## Directions
Locate the line that contains "Segment every instance of the hand". Print it and each following line through the end of the listing, verbatim, and nothing more.

— Begin Input material —

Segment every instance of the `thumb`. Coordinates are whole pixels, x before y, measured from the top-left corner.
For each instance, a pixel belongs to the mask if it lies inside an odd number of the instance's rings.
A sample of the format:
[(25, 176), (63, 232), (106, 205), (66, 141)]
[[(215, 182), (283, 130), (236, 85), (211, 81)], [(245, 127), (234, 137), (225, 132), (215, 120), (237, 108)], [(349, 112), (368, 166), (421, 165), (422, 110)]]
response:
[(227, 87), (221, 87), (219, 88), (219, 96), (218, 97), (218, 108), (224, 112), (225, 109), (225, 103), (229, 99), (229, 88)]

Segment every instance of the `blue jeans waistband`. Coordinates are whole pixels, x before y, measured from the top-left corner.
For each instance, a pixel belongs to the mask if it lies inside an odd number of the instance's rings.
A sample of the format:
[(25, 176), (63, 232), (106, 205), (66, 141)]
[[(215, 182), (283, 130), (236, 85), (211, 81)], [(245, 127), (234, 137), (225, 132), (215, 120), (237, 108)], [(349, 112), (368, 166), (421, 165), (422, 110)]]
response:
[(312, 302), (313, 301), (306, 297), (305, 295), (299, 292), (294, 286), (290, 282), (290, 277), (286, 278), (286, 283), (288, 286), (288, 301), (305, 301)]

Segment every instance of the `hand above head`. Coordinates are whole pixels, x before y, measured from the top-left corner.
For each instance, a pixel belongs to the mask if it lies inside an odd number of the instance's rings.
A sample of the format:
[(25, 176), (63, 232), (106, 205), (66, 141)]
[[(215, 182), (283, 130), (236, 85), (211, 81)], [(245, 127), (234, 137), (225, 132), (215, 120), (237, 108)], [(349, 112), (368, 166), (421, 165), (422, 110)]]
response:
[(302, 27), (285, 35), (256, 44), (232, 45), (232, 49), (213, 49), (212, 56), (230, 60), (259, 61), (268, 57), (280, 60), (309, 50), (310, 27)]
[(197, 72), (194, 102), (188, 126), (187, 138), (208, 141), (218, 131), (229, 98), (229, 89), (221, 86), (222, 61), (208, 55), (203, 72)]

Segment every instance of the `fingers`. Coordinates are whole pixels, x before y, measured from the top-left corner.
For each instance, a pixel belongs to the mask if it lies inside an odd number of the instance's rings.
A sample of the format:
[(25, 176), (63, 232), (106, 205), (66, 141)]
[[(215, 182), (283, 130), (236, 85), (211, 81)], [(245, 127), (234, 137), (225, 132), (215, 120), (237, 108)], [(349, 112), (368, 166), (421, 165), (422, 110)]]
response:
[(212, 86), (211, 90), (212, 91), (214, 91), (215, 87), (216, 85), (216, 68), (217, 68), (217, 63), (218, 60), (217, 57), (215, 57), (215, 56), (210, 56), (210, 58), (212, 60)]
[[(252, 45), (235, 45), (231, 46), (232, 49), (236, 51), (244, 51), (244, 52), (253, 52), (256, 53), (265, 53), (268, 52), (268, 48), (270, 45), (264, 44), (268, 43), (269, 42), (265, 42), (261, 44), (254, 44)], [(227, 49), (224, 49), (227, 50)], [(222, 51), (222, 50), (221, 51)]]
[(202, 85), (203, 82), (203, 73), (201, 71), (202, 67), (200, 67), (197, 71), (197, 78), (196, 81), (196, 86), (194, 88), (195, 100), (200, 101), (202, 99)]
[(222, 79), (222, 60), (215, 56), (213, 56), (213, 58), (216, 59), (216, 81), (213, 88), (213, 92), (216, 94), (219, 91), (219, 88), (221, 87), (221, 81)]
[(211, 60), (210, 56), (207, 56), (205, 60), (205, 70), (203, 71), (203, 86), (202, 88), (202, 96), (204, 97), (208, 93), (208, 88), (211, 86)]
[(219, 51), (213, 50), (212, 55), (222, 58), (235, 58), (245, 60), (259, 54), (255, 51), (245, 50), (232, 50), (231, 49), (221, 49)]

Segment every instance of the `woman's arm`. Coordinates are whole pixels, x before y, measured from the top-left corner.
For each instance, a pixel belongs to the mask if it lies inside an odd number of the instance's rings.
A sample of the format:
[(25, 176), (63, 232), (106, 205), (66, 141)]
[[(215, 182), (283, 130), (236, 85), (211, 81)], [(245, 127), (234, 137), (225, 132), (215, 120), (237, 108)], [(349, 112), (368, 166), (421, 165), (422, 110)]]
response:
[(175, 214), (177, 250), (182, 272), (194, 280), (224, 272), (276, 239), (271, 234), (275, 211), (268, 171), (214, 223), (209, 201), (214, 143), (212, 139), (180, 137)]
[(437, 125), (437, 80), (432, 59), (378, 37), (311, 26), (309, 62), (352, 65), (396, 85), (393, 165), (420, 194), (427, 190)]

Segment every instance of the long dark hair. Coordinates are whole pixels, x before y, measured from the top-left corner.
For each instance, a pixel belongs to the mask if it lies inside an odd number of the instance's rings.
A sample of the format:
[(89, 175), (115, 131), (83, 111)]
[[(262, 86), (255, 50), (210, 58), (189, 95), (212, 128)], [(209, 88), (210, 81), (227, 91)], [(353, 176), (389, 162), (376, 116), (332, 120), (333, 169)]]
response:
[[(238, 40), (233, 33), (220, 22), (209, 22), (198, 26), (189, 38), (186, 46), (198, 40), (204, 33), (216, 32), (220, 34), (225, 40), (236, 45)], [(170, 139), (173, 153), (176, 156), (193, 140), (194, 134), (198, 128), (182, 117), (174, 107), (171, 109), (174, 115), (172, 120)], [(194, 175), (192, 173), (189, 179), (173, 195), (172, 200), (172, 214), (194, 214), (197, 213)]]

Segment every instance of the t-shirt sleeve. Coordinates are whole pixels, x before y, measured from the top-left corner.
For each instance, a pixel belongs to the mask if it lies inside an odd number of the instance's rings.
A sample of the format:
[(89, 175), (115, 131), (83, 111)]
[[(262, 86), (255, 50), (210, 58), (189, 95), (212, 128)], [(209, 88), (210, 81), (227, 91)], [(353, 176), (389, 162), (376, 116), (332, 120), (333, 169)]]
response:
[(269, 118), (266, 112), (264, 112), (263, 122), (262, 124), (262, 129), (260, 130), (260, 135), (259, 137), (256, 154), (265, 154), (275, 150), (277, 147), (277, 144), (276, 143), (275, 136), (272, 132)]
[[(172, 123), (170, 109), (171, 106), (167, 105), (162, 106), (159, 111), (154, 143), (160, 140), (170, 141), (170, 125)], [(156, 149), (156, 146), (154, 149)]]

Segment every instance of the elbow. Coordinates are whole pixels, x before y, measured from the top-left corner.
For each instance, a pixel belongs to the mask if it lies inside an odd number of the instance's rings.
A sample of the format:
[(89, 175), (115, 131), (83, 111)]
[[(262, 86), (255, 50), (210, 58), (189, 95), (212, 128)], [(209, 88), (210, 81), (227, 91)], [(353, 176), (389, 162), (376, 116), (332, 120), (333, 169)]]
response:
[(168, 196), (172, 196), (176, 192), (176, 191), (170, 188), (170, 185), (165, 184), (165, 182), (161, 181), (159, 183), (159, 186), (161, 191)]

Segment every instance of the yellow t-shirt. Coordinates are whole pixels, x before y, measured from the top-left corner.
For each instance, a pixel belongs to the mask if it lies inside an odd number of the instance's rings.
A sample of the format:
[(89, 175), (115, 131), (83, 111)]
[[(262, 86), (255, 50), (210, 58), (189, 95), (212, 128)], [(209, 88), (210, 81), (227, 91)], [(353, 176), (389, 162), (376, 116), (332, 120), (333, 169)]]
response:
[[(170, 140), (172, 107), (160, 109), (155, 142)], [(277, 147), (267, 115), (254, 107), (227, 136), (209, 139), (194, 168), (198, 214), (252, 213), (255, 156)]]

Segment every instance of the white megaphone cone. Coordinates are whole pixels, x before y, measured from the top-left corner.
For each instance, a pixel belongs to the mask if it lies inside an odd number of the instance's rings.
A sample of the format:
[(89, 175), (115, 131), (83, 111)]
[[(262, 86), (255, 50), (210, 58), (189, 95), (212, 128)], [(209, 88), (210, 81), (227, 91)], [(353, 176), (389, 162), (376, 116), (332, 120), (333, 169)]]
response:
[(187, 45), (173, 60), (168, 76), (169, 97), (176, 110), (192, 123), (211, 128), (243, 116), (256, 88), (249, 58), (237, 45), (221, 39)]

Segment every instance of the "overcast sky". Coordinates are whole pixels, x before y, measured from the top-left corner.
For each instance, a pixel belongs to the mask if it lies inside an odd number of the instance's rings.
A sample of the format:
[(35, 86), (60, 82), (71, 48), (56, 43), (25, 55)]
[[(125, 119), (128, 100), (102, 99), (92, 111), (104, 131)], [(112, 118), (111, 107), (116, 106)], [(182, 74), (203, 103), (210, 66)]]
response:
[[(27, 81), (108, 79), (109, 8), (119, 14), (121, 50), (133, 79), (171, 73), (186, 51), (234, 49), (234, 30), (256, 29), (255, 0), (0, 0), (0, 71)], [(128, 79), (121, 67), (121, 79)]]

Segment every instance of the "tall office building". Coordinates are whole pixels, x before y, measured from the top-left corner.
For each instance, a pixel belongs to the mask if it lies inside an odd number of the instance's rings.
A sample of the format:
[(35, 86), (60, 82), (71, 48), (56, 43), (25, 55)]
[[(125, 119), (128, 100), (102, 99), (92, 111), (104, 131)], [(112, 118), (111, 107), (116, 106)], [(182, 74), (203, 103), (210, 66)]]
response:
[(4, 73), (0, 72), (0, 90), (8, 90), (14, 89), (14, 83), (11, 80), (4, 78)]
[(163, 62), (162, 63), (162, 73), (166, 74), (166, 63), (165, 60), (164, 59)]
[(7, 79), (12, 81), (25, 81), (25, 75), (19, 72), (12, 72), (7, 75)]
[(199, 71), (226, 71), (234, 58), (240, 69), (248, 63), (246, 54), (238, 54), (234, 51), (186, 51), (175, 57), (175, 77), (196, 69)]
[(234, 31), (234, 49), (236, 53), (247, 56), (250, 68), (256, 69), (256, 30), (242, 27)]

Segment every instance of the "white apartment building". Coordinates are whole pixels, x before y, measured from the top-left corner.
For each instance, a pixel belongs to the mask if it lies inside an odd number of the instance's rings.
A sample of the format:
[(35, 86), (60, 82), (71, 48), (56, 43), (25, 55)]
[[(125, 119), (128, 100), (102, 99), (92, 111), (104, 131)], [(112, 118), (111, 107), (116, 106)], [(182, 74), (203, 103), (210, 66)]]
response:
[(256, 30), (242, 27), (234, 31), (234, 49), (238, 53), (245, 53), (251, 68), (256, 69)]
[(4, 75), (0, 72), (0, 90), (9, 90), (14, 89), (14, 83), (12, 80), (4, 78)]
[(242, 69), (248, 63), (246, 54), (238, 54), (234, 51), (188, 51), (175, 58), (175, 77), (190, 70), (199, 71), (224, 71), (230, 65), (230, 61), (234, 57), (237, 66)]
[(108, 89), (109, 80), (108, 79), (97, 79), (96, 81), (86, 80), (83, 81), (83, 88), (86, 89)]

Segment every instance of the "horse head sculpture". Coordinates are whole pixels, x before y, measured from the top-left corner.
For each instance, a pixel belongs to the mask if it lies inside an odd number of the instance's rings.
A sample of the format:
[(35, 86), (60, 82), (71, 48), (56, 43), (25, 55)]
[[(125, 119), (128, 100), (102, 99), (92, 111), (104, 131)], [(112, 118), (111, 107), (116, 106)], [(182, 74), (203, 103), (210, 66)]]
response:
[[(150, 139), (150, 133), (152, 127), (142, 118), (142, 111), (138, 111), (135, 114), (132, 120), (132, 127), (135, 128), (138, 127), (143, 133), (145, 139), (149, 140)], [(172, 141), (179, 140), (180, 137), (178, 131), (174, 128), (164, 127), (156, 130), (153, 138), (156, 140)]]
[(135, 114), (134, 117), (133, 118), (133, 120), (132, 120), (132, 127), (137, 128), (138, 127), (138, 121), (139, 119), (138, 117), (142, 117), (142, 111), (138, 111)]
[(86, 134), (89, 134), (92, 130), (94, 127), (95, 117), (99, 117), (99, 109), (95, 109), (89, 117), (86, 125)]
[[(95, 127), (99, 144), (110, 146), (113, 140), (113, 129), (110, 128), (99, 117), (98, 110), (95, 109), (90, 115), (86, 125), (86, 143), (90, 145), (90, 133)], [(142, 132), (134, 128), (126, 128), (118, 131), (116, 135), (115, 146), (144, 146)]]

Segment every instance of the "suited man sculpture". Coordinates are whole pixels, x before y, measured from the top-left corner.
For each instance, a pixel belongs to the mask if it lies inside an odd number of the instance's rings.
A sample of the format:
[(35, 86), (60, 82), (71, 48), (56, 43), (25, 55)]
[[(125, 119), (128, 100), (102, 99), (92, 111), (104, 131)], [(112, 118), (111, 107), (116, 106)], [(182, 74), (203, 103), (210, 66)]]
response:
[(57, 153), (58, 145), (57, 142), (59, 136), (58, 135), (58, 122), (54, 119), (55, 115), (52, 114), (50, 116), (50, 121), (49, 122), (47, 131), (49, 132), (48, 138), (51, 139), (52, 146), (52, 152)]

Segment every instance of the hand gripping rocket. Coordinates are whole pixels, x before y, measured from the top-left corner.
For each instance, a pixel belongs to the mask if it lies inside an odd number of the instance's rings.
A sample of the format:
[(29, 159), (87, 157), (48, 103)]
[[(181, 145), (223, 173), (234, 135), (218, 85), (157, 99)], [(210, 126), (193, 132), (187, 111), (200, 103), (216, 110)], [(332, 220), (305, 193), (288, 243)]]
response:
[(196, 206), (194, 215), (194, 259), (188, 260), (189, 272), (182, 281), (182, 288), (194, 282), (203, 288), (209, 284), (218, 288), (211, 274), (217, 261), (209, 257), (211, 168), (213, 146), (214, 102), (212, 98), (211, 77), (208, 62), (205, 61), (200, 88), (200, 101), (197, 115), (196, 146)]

— End Input material —

## Output of the task
Segment every instance of the hand gripping rocket. Coordinates are whole pixels, x before y, measured from the top-left corner.
For each instance, a pixel belongs to the mask if it lies inside an odd number of the instance's rings.
A sample of the format:
[(29, 159), (87, 157), (48, 103)]
[[(181, 145), (223, 173), (234, 135), (218, 85), (157, 99)], [(210, 126), (193, 132), (187, 111), (200, 103), (216, 110)], [(332, 220), (305, 193), (288, 243)]]
response:
[(196, 206), (194, 215), (194, 259), (188, 260), (189, 272), (182, 281), (182, 288), (194, 282), (203, 288), (209, 284), (218, 288), (211, 274), (217, 261), (209, 257), (211, 168), (213, 146), (214, 102), (212, 98), (211, 77), (208, 62), (205, 61), (200, 88), (200, 101), (197, 115), (196, 146)]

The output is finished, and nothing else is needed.